• The problem: Up to and including the line with "Holes follow the even-odd rule.", copy the records below exactly from their first line.

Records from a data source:

● ● ●

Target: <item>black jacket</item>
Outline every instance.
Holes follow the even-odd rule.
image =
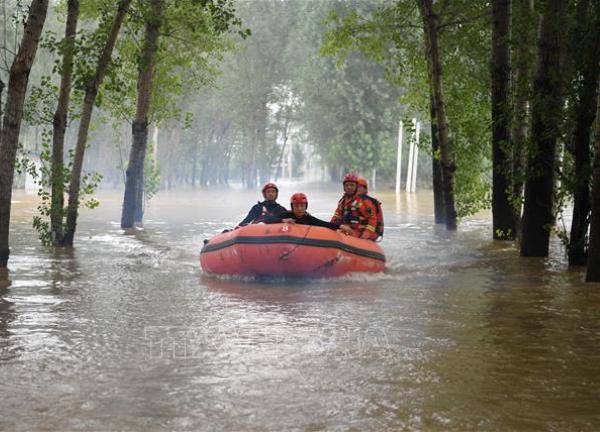
[[[252,222],[264,222],[263,219],[277,217],[286,209],[275,201],[263,201],[254,204],[248,215],[239,223],[240,226],[248,225]]]
[[[332,230],[336,230],[340,227],[340,224],[325,222],[324,220],[316,218],[308,213],[304,213],[304,216],[302,216],[301,218],[297,218],[291,211],[280,213],[277,217],[265,218],[265,223],[281,223],[283,219],[294,219],[294,221],[300,225],[320,226]]]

● ● ●

• Output for this exercise:
Target: <item>black jacket</item>
Outline every instance.
Holes follow the even-odd rule.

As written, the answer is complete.